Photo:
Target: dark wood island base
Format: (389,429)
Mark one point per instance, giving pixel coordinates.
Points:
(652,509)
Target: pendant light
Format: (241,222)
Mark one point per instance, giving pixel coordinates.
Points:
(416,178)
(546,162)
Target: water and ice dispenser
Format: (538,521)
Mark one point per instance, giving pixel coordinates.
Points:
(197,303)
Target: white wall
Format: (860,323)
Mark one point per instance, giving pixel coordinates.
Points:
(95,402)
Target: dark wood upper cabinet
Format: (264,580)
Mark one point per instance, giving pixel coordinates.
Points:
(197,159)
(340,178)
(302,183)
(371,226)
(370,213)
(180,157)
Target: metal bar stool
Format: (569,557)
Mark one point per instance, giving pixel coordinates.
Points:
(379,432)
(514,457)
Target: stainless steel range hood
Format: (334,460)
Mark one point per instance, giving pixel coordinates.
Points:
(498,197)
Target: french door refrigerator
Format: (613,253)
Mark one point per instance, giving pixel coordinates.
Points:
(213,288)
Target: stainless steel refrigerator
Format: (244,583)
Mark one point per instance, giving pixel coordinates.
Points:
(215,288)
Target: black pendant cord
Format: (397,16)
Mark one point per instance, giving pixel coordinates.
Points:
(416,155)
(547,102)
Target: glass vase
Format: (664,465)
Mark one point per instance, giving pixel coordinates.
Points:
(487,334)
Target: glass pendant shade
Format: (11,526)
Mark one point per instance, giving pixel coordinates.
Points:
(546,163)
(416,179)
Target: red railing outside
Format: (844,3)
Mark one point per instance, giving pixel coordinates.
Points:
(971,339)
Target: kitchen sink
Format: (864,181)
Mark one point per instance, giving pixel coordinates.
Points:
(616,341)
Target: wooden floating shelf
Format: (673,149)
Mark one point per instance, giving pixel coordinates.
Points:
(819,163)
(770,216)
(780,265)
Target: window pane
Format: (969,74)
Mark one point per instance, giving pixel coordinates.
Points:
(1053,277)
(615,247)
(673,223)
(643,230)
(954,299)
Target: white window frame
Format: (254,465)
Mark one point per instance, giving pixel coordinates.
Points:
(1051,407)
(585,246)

→ What you need to do
Lines of the data above that include the string "dark" must each be copied.

→ Expected output
Target: dark wood island base
Target: dark wood upper cabinet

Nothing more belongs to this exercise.